→ AIM OF THE TASK: Format the records below as a two-column CSV with the header input,output and one row per record. Put each record's text in input and its full answer in output, with every field in double quotes and all line breaks replaced by spaces.

Start of EXERCISE MATERIALS

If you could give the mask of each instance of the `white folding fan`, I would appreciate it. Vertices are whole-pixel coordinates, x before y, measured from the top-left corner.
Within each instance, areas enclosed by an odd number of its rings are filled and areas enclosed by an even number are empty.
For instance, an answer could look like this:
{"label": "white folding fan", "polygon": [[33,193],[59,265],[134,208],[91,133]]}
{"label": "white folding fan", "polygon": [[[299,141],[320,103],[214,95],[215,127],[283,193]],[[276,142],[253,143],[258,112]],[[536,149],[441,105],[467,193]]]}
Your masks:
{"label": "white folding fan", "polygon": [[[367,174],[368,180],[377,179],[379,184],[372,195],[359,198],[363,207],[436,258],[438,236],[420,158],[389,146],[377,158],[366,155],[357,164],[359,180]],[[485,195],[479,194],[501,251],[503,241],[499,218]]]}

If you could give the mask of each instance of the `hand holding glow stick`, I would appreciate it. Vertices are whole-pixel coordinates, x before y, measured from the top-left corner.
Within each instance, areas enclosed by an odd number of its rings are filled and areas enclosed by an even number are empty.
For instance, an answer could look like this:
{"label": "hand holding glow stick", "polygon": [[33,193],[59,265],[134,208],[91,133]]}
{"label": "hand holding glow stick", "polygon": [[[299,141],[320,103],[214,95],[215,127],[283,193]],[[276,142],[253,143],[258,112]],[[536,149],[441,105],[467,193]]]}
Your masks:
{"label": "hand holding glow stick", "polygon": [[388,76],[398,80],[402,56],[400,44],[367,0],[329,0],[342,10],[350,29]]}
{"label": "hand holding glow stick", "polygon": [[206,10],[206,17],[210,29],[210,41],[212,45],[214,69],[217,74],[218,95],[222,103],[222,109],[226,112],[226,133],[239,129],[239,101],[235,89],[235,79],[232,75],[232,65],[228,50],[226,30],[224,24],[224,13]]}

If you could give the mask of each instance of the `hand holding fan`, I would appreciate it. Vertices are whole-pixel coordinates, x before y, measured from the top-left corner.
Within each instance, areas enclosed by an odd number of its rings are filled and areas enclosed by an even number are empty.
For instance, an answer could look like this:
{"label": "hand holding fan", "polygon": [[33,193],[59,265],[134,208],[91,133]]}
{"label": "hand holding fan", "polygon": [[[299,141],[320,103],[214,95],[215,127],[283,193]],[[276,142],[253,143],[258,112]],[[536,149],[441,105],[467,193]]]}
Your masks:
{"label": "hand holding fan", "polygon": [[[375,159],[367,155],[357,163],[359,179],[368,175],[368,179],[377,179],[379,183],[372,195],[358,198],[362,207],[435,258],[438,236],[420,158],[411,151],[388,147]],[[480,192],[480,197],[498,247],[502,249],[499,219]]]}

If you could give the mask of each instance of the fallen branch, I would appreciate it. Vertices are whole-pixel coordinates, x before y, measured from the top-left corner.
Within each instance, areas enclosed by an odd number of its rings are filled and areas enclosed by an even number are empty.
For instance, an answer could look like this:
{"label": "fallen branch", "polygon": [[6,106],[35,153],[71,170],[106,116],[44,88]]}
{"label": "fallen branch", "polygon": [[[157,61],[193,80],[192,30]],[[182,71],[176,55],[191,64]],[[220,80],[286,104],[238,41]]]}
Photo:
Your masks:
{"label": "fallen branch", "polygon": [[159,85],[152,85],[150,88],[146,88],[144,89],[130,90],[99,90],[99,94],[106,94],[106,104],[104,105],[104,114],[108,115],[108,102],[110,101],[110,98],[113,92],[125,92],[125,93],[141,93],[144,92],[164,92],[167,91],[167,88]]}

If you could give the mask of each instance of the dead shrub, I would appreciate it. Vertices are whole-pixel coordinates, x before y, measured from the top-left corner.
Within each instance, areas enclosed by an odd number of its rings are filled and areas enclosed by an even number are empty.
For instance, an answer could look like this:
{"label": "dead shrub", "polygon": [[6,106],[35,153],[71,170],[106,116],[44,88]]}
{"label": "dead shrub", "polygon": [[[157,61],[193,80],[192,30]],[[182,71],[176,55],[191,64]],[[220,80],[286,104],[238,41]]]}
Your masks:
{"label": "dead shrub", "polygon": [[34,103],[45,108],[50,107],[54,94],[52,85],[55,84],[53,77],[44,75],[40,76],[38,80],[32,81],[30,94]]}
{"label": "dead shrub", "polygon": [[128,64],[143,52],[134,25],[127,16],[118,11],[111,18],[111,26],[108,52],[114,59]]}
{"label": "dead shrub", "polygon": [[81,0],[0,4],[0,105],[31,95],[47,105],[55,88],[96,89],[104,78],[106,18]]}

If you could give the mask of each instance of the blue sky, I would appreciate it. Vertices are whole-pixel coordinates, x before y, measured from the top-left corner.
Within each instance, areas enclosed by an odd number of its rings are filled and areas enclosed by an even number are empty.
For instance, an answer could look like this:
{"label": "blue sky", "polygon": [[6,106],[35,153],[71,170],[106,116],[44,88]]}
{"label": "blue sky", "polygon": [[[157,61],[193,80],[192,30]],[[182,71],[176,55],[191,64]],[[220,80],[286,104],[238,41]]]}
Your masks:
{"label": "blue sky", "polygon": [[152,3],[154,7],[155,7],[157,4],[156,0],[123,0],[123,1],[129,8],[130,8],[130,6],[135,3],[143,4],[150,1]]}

End of EXERCISE MATERIALS

→ RESULT OF THE EXERCISE:
input,output
"If you could give the mask of each instance of the `white folding fan`, I would appreciate it. Vertices are whole-pixel coordinates, x before y, measured from the top-left corner. Within each instance, areas enclosed by an odd number of its rings are filled and areas enclosed by an even number are empty. For instance, an answer could look like this: {""label"": ""white folding fan"", ""polygon"": [[33,193],[59,265],[134,208],[91,133]]} {""label"": ""white folding fan"", ""polygon"": [[[299,141],[320,103],[214,95],[215,127],[283,193]],[[276,142],[253,143],[258,112]],[[536,149],[441,105],[467,193]]]} Your masks:","{""label"": ""white folding fan"", ""polygon"": [[[367,174],[368,180],[377,179],[379,184],[372,195],[359,198],[363,207],[436,258],[438,236],[420,158],[389,146],[377,158],[366,155],[357,164],[359,180]],[[485,195],[479,194],[501,251],[503,241],[499,218]]]}"
"If you could give the mask of each instance of the `hand holding glow stick`, I would appreciate it. Vertices are whole-pixel coordinates, x before y, measured from the top-left corner. Within each instance, areas enclosed by an odd number of its rings are filled and areas enclosed by an even number are empty. For instance, an answer could look like this: {""label"": ""hand holding glow stick"", ""polygon"": [[33,193],[59,265],[134,208],[91,133]]} {""label"": ""hand holding glow stick"", ""polygon"": [[[299,141],[320,103],[214,95],[215,127],[283,193]],[[276,142],[253,143],[258,112]],[[536,149],[441,105],[467,193]]]} Your masks:","{""label"": ""hand holding glow stick"", ""polygon"": [[388,76],[398,80],[402,56],[400,44],[367,0],[329,0],[342,10],[350,29]]} {""label"": ""hand holding glow stick"", ""polygon"": [[206,10],[206,17],[210,29],[210,41],[212,45],[214,69],[217,74],[218,95],[222,103],[222,109],[226,112],[226,133],[239,129],[239,101],[235,89],[235,79],[232,75],[232,65],[228,50],[226,30],[224,24],[224,13]]}"
"If you could give the mask of each instance of the `hand holding fan`, I would appreciate it. Vertices are whole-pixel coordinates, x before y, measured from the top-left corner. Within each instance, areas enclosed by an odd number of its rings are filled and areas enclosed by an even number are empty. For instance, an answer could look like this: {""label"": ""hand holding fan"", ""polygon"": [[33,193],[59,265],[134,208],[91,133]]} {""label"": ""hand holding fan"", ""polygon"": [[[299,141],[320,103],[214,95],[215,127],[283,193]],[[276,142],[253,143],[258,112]],[[536,149],[441,105],[467,193]]]} Your masks:","{""label"": ""hand holding fan"", ""polygon"": [[[375,159],[367,155],[357,163],[359,179],[368,175],[368,179],[377,179],[379,183],[372,195],[358,198],[362,207],[435,258],[438,236],[420,158],[411,151],[388,147]],[[480,192],[480,197],[498,247],[502,249],[499,219]]]}"
"If you could give the mask of each instance of the fallen branch, I would appreciate it. Vertices are whole-pixel coordinates, x before y, measured from the top-left corner. Within each instance, areas enclosed by an odd number of its rings are filled and areas enclosed by an even number are empty. For instance, an answer could look like this: {""label"": ""fallen branch"", ""polygon"": [[6,106],[35,153],[71,170],[106,116],[44,88]]} {""label"": ""fallen branch"", ""polygon"": [[[157,61],[193,80],[192,30]],[[182,71],[176,55],[191,64]],[[220,80],[286,104],[238,41]]]} Photo: Your masks:","{""label"": ""fallen branch"", ""polygon"": [[159,85],[152,85],[150,88],[146,88],[144,89],[130,90],[99,90],[99,94],[106,94],[106,104],[104,105],[104,114],[108,115],[108,102],[110,101],[110,98],[113,92],[125,92],[125,93],[141,93],[144,92],[164,92],[167,91],[167,88]]}"
"If you could give the mask of each instance of the dead shrub, I would appreciate it. Vertices are whole-pixel coordinates, x before y, measured from the top-left corner. Within each instance, areas enclosed by an odd number of its rings are filled and areas enclosed by an even number are empty. For instance, an answer could look like this: {""label"": ""dead shrub"", ""polygon"": [[6,106],[35,153],[71,170],[106,116],[44,88]]} {""label"": ""dead shrub"", ""polygon"": [[[157,61],[193,80],[192,30]],[[182,71],[176,55],[191,64]],[[220,80],[286,104],[238,41]]]} Your masks:","{""label"": ""dead shrub"", ""polygon"": [[34,103],[45,108],[50,107],[54,94],[52,85],[55,84],[53,77],[44,75],[40,76],[38,80],[32,81],[30,94]]} {""label"": ""dead shrub"", ""polygon"": [[128,64],[143,52],[134,25],[127,16],[118,11],[111,18],[111,26],[108,52],[114,59]]} {""label"": ""dead shrub"", ""polygon"": [[81,0],[0,4],[0,105],[31,95],[47,105],[55,88],[96,89],[104,78],[106,18]]}"
"If you could give the mask of each instance of the blue sky, I would appreciate it. Vertices are whole-pixel coordinates, x before y, measured from the top-left corner. Within each instance, areas enclosed by an odd number of its rings are filled and areas enclosed by an even number are empty. For instance, an answer could look like this: {""label"": ""blue sky"", ""polygon"": [[6,106],[35,153],[71,170],[106,116],[44,88]]} {""label"": ""blue sky"", ""polygon"": [[[157,61],[193,80],[192,30]],[[182,71],[176,55],[191,64]],[[220,80],[286,104],[238,41]]]} Your masks:","{""label"": ""blue sky"", ""polygon"": [[152,3],[154,7],[155,7],[157,4],[156,0],[123,0],[123,1],[129,8],[130,8],[130,6],[135,3],[143,4],[150,1]]}"